EXERCISE PROMPT: Task for the records below: repeat the line containing "label the blue pool" and every line after it, exactly and with nothing else, but leave out the pictures.

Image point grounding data
§

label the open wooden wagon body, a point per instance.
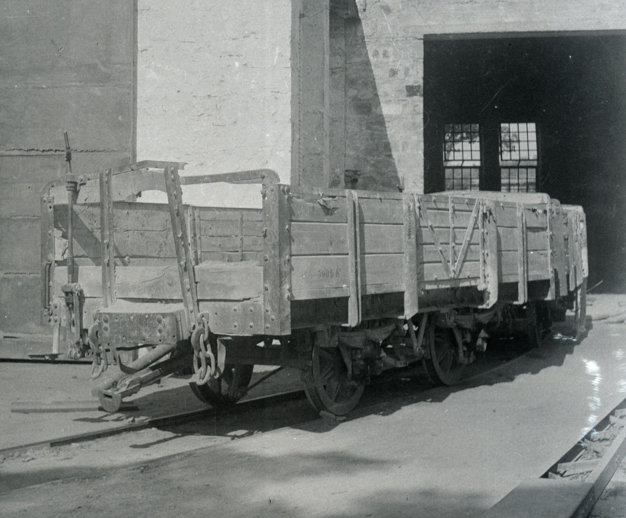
(340, 284)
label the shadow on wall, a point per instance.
(369, 161)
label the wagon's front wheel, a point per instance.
(444, 367)
(327, 383)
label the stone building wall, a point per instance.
(64, 65)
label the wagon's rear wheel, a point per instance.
(327, 383)
(228, 389)
(444, 367)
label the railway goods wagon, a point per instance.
(340, 284)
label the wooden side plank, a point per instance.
(215, 282)
(411, 267)
(322, 272)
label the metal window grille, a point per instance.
(518, 157)
(461, 157)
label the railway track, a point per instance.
(170, 420)
(394, 384)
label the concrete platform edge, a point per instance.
(542, 497)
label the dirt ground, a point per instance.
(391, 459)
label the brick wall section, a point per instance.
(66, 65)
(384, 69)
(214, 86)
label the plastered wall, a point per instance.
(64, 65)
(214, 88)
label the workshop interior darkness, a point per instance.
(564, 96)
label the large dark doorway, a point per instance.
(572, 90)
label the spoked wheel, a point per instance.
(228, 389)
(580, 310)
(444, 367)
(327, 384)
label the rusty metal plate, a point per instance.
(132, 328)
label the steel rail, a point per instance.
(155, 422)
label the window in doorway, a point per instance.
(518, 157)
(461, 157)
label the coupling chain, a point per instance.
(201, 353)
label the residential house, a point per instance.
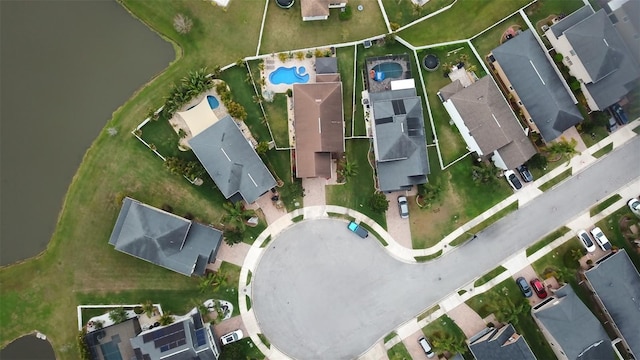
(189, 337)
(624, 14)
(164, 239)
(500, 344)
(319, 9)
(615, 282)
(232, 162)
(571, 328)
(487, 123)
(533, 84)
(111, 342)
(319, 121)
(596, 55)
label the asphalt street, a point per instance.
(321, 292)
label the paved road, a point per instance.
(320, 292)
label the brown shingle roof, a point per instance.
(319, 127)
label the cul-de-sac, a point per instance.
(356, 179)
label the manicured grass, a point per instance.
(604, 204)
(284, 29)
(605, 150)
(278, 119)
(491, 39)
(485, 224)
(547, 240)
(428, 312)
(403, 12)
(358, 189)
(345, 66)
(556, 180)
(428, 257)
(444, 327)
(398, 352)
(490, 275)
(465, 19)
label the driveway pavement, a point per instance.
(320, 292)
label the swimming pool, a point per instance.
(390, 69)
(292, 75)
(213, 102)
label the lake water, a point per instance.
(65, 67)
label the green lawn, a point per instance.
(284, 29)
(490, 275)
(345, 66)
(403, 12)
(278, 119)
(464, 20)
(358, 189)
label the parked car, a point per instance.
(612, 125)
(231, 337)
(426, 347)
(524, 172)
(524, 287)
(601, 239)
(586, 241)
(359, 230)
(513, 179)
(538, 288)
(618, 112)
(403, 207)
(634, 206)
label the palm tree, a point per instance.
(237, 214)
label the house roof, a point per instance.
(164, 239)
(186, 338)
(319, 127)
(326, 65)
(538, 85)
(617, 284)
(490, 121)
(500, 344)
(231, 161)
(399, 139)
(313, 8)
(574, 327)
(605, 57)
(107, 343)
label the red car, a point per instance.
(538, 287)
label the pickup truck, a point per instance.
(359, 230)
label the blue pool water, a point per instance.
(213, 102)
(292, 75)
(390, 69)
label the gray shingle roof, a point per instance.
(575, 328)
(538, 85)
(604, 55)
(500, 344)
(491, 122)
(617, 283)
(401, 153)
(164, 239)
(231, 161)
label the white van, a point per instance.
(426, 347)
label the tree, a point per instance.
(118, 315)
(182, 23)
(379, 202)
(237, 214)
(166, 319)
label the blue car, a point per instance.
(619, 114)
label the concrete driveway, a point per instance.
(320, 292)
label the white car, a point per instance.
(634, 206)
(601, 239)
(586, 241)
(231, 337)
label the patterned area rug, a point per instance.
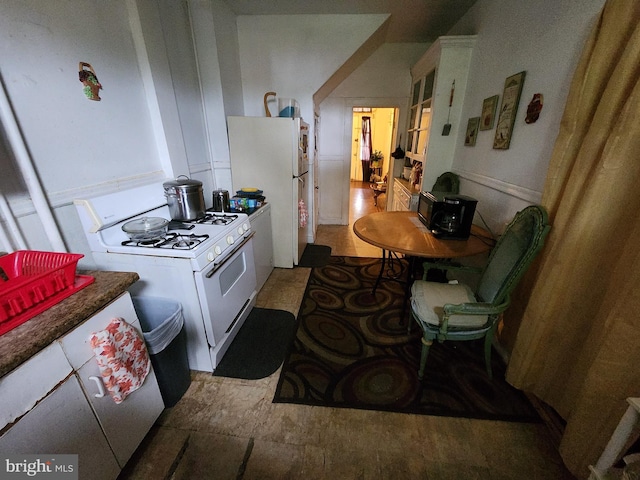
(352, 350)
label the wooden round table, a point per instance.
(402, 232)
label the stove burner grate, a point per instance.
(170, 240)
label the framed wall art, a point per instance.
(508, 109)
(472, 131)
(488, 112)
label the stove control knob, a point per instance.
(211, 256)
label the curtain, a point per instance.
(578, 341)
(366, 149)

§

YOUR SOLUTION:
label the blue pool water, a point per instance.
(213, 102)
(292, 75)
(390, 69)
label the gray shingle roof, a point per instance.
(575, 328)
(538, 85)
(604, 55)
(500, 344)
(491, 122)
(617, 283)
(401, 153)
(164, 239)
(231, 161)
label the white van, a point per instance.
(426, 347)
label the tree, a point per instance.
(118, 315)
(182, 23)
(379, 202)
(237, 214)
(166, 319)
label the blue car, a point per instance.
(619, 114)
label the concrete driveway, a point per instance.
(320, 292)
label the white car, a point per instance.
(634, 206)
(601, 239)
(586, 241)
(231, 337)
label the patterned area rug, a point per instance.
(352, 350)
label the wooden round table, a point per instance.
(402, 232)
label the stove burner grate, a point per instance.
(170, 240)
label the framed wall art, a point per instance.
(508, 109)
(472, 131)
(488, 112)
label the stove control knob, a point per instance.
(211, 256)
label the curtain, a point per instance.
(578, 341)
(366, 149)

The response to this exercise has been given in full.